§ **EXTRACTED ENTRIES**:
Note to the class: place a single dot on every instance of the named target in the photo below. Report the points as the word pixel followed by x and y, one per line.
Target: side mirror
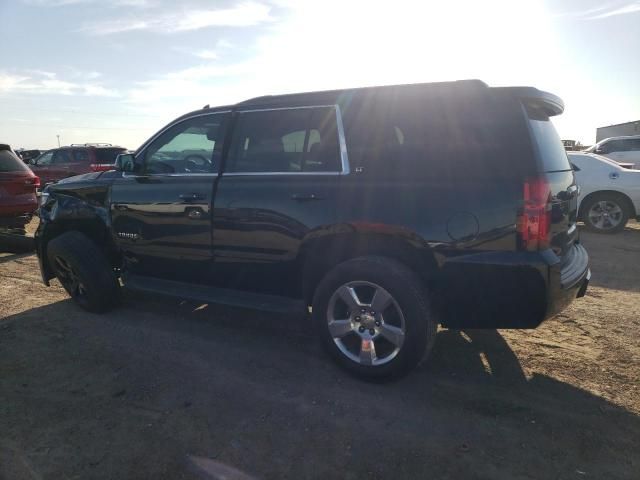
pixel 126 162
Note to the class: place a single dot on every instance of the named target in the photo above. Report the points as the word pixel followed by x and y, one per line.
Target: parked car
pixel 620 149
pixel 63 162
pixel 27 156
pixel 387 210
pixel 610 194
pixel 18 184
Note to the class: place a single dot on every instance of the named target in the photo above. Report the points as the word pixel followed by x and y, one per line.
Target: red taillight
pixel 33 182
pixel 102 167
pixel 535 220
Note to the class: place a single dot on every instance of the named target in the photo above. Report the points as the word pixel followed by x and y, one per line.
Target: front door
pixel 278 190
pixel 162 214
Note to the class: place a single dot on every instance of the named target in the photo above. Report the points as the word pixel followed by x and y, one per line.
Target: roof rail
pixel 91 145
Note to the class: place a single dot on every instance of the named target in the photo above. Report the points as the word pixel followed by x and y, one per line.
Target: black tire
pixel 409 296
pixel 84 272
pixel 615 201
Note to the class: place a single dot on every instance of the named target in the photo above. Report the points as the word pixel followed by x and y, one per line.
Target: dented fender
pixel 77 205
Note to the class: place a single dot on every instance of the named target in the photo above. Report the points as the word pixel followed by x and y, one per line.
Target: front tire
pixel 84 272
pixel 374 318
pixel 605 213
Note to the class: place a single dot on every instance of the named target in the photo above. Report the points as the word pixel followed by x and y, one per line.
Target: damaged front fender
pixel 84 209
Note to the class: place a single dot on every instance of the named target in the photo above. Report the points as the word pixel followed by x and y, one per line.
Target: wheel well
pixel 93 229
pixel 625 198
pixel 321 255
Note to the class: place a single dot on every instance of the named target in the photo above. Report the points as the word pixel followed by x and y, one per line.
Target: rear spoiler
pixel 550 103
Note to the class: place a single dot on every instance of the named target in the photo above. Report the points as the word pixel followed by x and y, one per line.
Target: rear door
pixel 161 216
pixel 278 189
pixel 556 169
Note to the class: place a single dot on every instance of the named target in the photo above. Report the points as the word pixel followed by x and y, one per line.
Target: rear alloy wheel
pixel 605 214
pixel 373 317
pixel 366 323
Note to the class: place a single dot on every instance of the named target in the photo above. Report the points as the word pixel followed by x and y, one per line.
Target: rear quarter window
pixel 438 136
pixel 549 148
pixel 9 162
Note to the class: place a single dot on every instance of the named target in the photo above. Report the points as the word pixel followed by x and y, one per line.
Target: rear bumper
pixel 511 289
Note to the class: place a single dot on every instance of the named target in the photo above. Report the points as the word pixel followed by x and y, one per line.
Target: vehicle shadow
pixel 255 391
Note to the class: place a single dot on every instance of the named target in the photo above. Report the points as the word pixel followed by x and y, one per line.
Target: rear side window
pixel 9 162
pixel 107 155
pixel 62 156
pixel 549 147
pixel 285 141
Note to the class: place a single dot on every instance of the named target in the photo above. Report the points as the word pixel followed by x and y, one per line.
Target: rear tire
pixel 84 272
pixel 374 317
pixel 605 213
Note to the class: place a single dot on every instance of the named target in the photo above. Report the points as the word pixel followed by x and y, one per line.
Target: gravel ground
pixel 136 392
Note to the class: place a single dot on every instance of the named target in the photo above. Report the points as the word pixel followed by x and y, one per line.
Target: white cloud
pixel 245 14
pixel 626 9
pixel 37 82
pixel 206 54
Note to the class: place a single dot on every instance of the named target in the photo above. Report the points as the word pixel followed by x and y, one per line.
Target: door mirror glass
pixel 125 162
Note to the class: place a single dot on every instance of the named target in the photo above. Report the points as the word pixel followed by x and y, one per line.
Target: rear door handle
pixel 190 197
pixel 304 197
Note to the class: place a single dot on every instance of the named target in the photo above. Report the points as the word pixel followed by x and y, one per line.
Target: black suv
pixel 387 210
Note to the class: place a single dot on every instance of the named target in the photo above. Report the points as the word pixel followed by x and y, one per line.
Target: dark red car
pixel 18 186
pixel 76 159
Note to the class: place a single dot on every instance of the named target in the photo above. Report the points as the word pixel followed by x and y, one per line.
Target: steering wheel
pixel 197 162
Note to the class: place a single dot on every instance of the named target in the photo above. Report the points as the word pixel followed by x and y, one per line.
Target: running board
pixel 208 294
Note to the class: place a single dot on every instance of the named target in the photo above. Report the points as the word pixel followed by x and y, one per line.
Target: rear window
pixel 549 147
pixel 108 155
pixel 9 162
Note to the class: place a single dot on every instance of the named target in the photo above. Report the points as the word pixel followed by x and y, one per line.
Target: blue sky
pixel 117 70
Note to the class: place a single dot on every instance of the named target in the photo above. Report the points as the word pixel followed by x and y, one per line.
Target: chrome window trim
pixel 342 143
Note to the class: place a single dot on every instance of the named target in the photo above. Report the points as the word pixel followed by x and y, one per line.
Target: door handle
pixel 304 197
pixel 190 197
pixel 195 214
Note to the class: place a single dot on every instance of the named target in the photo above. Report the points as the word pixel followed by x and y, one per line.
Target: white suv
pixel 619 149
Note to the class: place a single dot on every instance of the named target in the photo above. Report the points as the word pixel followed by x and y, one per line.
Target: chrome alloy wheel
pixel 366 323
pixel 605 215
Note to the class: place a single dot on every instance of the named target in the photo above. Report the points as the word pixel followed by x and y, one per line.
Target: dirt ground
pixel 136 392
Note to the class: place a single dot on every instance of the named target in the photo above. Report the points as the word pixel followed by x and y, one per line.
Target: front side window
pixel 81 156
pixel 9 162
pixel 285 141
pixel 62 157
pixel 44 159
pixel 191 146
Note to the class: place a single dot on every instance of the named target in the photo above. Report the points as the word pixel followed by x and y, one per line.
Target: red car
pixel 76 159
pixel 18 186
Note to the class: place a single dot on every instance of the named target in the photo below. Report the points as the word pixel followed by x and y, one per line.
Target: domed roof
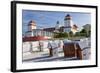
pixel 67 17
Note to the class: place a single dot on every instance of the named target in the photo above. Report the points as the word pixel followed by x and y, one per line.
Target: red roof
pixel 35 38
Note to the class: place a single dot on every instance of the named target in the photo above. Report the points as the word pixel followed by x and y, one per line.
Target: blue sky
pixel 46 19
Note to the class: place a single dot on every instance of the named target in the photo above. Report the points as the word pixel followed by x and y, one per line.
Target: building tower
pixel 67 23
pixel 57 27
pixel 31 25
pixel 31 28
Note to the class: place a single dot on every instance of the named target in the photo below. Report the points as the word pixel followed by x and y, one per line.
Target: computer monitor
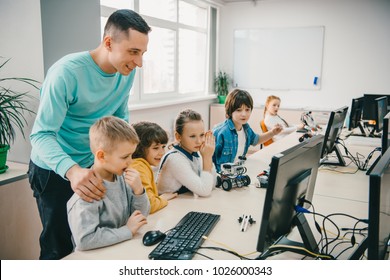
pixel 379 209
pixel 332 133
pixel 356 113
pixel 355 116
pixel 386 133
pixel 380 112
pixel 369 105
pixel 291 181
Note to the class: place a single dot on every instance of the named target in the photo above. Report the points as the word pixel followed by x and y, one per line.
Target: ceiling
pixel 231 1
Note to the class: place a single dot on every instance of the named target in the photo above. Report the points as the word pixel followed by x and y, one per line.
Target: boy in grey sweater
pixel 123 209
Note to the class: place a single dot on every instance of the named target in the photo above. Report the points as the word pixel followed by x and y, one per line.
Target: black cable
pixel 226 251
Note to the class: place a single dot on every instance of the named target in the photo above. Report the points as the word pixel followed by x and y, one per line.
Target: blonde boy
pixel 123 209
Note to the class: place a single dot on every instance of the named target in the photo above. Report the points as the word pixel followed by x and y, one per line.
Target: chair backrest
pixel 264 129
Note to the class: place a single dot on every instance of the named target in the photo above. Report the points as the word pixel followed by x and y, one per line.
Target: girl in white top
pixel 188 166
pixel 271 118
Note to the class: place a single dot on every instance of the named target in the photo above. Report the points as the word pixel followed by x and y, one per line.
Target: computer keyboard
pixel 363 141
pixel 185 238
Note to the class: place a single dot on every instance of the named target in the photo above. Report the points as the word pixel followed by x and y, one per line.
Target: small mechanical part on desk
pixel 263 179
pixel 233 175
pixel 245 220
pixel 305 136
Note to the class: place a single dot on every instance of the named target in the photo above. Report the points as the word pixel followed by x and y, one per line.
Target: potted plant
pixel 13 105
pixel 222 82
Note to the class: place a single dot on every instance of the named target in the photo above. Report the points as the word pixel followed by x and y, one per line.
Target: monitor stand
pixel 308 247
pixel 364 130
pixel 340 159
pixel 358 253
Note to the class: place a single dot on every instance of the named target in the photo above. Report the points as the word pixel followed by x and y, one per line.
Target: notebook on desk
pixel 363 141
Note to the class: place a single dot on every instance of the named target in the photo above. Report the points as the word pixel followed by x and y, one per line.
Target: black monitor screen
pixel 379 209
pixel 381 111
pixel 291 181
pixel 355 115
pixel 332 133
pixel 386 133
pixel 369 105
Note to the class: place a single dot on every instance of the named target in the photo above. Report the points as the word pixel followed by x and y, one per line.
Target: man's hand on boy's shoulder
pixel 133 179
pixel 87 184
pixel 277 129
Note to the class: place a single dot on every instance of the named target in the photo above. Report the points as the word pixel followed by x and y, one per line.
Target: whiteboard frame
pixel 279 58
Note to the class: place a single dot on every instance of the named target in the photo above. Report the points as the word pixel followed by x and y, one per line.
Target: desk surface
pixel 334 192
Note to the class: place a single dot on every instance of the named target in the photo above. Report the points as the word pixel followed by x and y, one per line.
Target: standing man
pixel 79 89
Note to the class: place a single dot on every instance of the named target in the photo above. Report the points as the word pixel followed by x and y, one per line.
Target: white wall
pixel 21 40
pixel 356 57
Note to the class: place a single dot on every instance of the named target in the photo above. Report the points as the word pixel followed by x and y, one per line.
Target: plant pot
pixel 221 99
pixel 3 158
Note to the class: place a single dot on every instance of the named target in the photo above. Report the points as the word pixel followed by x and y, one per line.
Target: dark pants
pixel 52 193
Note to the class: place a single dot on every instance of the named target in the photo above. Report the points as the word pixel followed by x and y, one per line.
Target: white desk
pixel 334 193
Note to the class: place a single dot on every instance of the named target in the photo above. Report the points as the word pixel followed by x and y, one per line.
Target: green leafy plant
pixel 222 82
pixel 13 105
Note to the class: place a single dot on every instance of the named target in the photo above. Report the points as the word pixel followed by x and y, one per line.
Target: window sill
pixel 165 103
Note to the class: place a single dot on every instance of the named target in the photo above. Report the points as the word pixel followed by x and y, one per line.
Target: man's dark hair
pixel 121 21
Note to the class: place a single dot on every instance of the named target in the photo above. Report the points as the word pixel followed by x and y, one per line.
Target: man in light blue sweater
pixel 79 89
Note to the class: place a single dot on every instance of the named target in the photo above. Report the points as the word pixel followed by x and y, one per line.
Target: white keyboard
pixel 363 141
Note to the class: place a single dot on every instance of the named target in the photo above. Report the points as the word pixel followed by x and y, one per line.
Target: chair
pixel 264 129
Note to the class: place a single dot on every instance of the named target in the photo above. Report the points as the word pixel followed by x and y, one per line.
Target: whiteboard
pixel 278 58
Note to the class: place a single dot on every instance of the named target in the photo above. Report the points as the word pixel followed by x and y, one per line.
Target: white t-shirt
pixel 241 143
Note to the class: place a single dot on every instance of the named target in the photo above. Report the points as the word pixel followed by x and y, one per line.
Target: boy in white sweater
pixel 271 118
pixel 123 209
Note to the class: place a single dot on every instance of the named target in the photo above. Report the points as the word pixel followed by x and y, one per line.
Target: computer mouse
pixel 153 237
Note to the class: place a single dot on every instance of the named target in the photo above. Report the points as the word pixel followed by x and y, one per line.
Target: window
pixel 180 60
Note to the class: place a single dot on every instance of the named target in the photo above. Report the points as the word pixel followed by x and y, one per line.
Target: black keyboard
pixel 185 238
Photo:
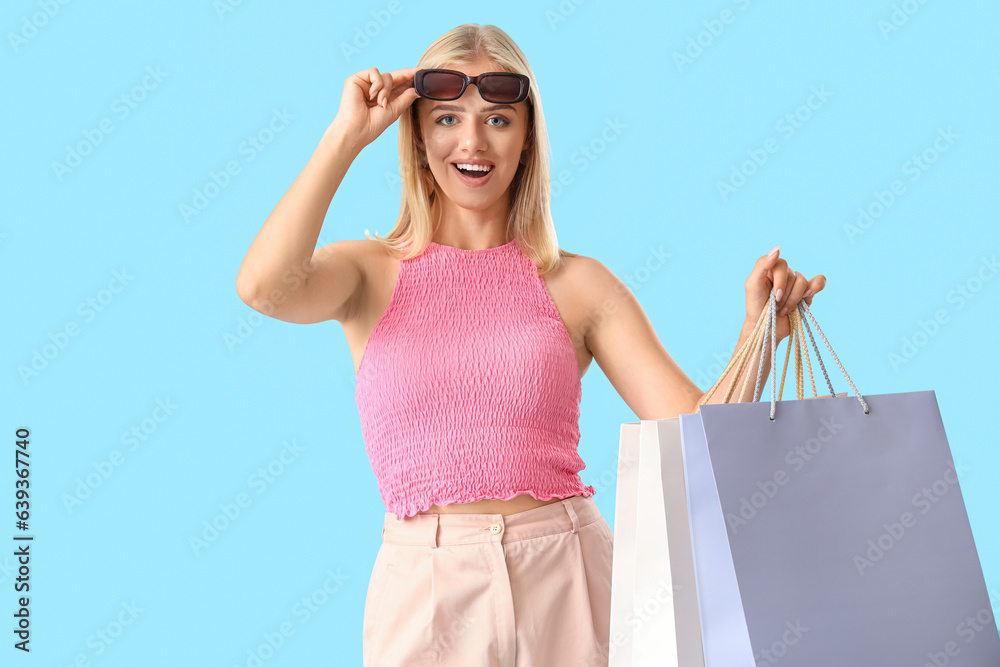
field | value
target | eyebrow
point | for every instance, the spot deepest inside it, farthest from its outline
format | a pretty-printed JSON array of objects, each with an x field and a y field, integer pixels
[{"x": 452, "y": 107}]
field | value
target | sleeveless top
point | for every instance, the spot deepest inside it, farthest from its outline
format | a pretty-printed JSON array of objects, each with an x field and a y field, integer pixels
[{"x": 469, "y": 386}]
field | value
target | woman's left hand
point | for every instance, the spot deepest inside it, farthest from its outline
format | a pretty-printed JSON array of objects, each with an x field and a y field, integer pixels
[{"x": 790, "y": 287}]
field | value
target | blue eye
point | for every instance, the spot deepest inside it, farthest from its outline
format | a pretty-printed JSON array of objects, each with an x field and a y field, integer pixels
[{"x": 504, "y": 122}]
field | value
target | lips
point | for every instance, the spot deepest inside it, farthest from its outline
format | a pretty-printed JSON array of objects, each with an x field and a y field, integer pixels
[
  {"x": 481, "y": 177},
  {"x": 473, "y": 173}
]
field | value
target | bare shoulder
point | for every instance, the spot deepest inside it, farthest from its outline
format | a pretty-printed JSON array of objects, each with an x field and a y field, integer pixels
[
  {"x": 351, "y": 264},
  {"x": 591, "y": 279}
]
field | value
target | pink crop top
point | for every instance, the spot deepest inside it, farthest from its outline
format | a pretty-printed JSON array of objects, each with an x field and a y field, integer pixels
[{"x": 469, "y": 387}]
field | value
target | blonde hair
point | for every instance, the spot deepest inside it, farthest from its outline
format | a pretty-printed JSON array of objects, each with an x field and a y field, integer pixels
[{"x": 530, "y": 219}]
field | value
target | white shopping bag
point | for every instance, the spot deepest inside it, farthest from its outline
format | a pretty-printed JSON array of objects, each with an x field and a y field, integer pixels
[{"x": 655, "y": 618}]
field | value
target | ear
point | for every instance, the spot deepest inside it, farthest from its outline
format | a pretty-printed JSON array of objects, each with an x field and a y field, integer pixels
[{"x": 417, "y": 136}]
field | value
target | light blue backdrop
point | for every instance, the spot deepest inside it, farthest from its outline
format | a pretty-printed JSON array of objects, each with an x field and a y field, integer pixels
[{"x": 708, "y": 131}]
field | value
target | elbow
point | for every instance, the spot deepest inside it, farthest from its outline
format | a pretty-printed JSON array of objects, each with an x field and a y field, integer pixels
[{"x": 246, "y": 290}]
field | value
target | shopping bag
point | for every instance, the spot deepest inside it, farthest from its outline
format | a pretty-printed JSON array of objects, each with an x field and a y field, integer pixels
[
  {"x": 723, "y": 624},
  {"x": 846, "y": 527},
  {"x": 655, "y": 618}
]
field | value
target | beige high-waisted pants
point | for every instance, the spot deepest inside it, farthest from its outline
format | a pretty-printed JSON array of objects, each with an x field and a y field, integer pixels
[{"x": 531, "y": 589}]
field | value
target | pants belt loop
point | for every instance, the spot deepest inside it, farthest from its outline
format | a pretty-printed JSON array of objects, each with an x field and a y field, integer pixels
[{"x": 568, "y": 504}]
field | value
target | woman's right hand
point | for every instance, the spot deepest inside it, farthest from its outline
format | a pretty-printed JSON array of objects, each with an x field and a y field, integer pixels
[{"x": 362, "y": 115}]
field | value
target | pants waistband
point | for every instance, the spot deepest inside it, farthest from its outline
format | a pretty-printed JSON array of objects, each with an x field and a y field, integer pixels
[{"x": 435, "y": 529}]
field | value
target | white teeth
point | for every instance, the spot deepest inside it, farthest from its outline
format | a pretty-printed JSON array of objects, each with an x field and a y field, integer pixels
[{"x": 474, "y": 167}]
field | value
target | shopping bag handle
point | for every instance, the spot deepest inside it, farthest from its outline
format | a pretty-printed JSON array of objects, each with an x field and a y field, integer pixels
[
  {"x": 754, "y": 341},
  {"x": 769, "y": 326}
]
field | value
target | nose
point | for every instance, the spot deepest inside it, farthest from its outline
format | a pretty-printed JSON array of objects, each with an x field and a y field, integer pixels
[{"x": 473, "y": 137}]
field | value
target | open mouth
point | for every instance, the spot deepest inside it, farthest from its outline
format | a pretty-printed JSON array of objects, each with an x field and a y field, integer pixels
[{"x": 473, "y": 173}]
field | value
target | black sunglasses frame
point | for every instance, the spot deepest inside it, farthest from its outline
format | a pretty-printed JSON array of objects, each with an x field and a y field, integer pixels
[{"x": 523, "y": 81}]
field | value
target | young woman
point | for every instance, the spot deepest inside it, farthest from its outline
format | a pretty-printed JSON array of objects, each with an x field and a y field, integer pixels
[{"x": 470, "y": 330}]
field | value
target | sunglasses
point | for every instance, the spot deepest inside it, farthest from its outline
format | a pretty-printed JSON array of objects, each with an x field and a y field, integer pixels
[{"x": 449, "y": 84}]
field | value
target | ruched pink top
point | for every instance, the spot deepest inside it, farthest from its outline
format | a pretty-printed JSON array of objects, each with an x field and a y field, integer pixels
[{"x": 469, "y": 386}]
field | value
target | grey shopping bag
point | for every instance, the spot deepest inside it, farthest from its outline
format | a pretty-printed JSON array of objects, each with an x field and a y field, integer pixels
[{"x": 847, "y": 530}]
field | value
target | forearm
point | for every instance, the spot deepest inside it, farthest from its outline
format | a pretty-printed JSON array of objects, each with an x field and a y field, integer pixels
[{"x": 282, "y": 250}]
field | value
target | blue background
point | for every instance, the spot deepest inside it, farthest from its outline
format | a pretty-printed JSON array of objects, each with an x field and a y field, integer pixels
[{"x": 668, "y": 101}]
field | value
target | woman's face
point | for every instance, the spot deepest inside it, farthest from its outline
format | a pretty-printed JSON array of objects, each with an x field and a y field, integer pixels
[{"x": 470, "y": 129}]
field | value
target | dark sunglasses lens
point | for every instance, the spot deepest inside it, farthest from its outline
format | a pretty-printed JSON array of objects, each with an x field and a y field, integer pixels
[
  {"x": 500, "y": 88},
  {"x": 443, "y": 85}
]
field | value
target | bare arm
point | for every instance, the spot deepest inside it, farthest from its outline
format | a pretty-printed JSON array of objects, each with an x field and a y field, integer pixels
[
  {"x": 278, "y": 276},
  {"x": 283, "y": 274}
]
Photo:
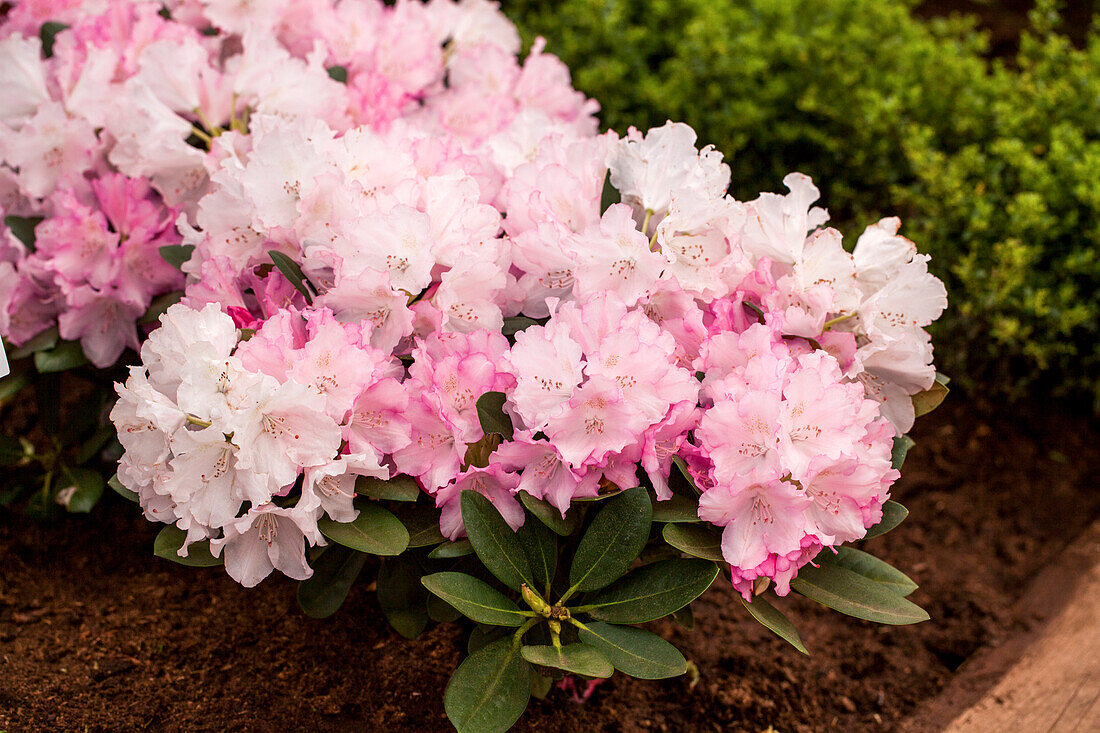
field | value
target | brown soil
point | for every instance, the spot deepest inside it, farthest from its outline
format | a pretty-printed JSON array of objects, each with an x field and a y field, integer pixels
[{"x": 98, "y": 634}]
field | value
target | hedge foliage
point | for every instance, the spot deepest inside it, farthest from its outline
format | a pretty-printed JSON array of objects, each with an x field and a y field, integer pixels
[{"x": 994, "y": 166}]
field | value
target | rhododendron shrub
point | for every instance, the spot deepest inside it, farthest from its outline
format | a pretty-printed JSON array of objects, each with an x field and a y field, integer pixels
[{"x": 559, "y": 381}]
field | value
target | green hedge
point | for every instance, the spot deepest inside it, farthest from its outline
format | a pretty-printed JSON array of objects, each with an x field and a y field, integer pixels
[{"x": 994, "y": 167}]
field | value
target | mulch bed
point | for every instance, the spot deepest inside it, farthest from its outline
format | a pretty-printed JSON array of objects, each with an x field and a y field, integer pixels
[{"x": 98, "y": 634}]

§ **DIRECTIONS**: Above are some records; copy each line there that contains "pink".

§ **SOLUTION FOR THIS TASK**:
target | pink crop top
target | ruched pink top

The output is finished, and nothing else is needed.